**TEXT EXCERPT:**
It was a bitterly cold day, the temperature near freezing, when two senior leaders from Deutsche Bank came knocking on the 15-foot oak entry doors of Jeffrey Epstein’s New York town house.
The financial advisers were there on pressing business. Certain issues involving the customer’s accounts had been escalated by the bank’s anti-financial crime department, and the gentlemen were there to give the convicted pedophile a chance to address them—discreetly.
The irony of holding the meeting in Epstein’s multimillion-dollar town house, where countless acts of sexual abuse and commercial sex acts had taken place, strikes with the force of 20-20 hindsight now. It might have been lost on the Deutsche Bank employees on that day. However, they were at least aware of one accuser’s claim of abuse at that location.
In winter 2015, the legal and factual bases for claims against Epstein’s financial institutions (FIs) for know your customer (KYC) and customer due diligence (CDD) failures were far from certain. That reckoning would come years later.

**Bounding box annotation records:**
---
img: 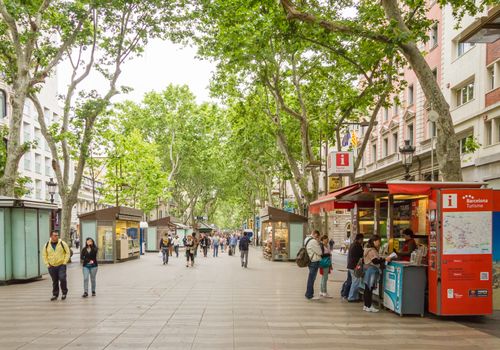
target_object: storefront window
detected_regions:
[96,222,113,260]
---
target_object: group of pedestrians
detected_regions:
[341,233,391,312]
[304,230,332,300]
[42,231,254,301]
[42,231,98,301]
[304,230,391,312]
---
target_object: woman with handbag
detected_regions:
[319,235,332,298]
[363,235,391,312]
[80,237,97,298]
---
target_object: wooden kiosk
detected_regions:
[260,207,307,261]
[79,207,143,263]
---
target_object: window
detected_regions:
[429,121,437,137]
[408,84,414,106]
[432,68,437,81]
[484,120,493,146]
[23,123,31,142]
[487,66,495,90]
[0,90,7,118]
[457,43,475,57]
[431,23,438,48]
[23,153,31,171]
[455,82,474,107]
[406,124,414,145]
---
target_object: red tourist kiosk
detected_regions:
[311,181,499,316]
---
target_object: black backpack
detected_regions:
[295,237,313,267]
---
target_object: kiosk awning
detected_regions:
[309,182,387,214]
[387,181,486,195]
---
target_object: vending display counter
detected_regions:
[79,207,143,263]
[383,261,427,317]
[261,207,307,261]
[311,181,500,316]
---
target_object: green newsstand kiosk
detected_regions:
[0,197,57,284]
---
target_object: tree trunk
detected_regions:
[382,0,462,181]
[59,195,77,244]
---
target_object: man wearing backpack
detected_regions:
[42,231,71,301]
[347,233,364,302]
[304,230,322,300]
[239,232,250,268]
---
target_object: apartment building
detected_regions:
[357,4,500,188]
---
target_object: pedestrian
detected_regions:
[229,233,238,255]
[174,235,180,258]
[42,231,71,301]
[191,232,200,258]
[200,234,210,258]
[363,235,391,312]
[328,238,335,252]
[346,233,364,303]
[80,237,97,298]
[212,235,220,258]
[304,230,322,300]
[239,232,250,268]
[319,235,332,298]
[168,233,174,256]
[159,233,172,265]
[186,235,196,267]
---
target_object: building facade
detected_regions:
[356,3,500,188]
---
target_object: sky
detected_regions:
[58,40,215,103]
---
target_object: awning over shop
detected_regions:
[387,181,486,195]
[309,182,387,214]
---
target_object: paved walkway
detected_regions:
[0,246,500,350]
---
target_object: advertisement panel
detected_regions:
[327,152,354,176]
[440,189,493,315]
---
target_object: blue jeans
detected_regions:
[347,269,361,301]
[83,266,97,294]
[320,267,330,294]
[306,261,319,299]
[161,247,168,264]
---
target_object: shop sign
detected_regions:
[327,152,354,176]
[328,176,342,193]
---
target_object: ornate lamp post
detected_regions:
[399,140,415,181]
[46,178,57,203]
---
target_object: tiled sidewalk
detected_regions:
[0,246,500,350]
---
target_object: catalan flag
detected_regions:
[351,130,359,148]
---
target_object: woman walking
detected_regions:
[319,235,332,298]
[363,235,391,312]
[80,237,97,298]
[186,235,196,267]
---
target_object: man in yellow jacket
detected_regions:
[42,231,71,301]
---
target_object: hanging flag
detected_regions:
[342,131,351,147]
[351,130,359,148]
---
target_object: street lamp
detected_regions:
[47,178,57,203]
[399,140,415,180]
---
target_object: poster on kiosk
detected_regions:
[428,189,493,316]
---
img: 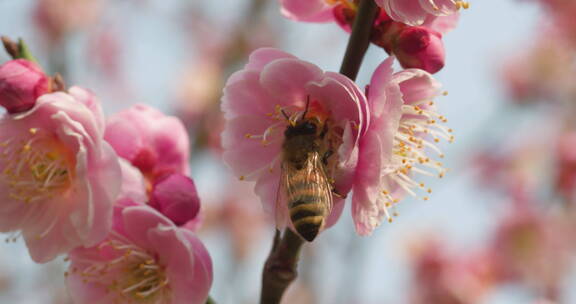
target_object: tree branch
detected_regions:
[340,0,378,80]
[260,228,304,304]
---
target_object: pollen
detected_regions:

**WHAT TO DO:**
Could you resume the excerpt on Deutsche Bank and Jeffrey Epstein, picking up right after its final sentence? You won't need the records for anything here.

**OUTPUT:**
Epstein, who loved his privacy, was back in the headlines. His 2008 conviction of solicitation and procurement of a minor to engage in prostitution was inconveniently resurfacing. The restoked heat was precipitated by a federal appeals court having ruled certain victims would be granted access to the details of his plea bargain, potentially reopening their cases.
At the same time, fresh allegations of sexual abuse and trafficking were trending. A woman named Virginia Giuffre had just revealed publicly that, while a minor, she was trafficked by Epstein and forced to engage in sexual activity with his friends, including a member of British royalty, in London, the U.S. Virgin Islands, and New York.
All the brouhaha in the media was raising eyebrows at Deutsche Bank.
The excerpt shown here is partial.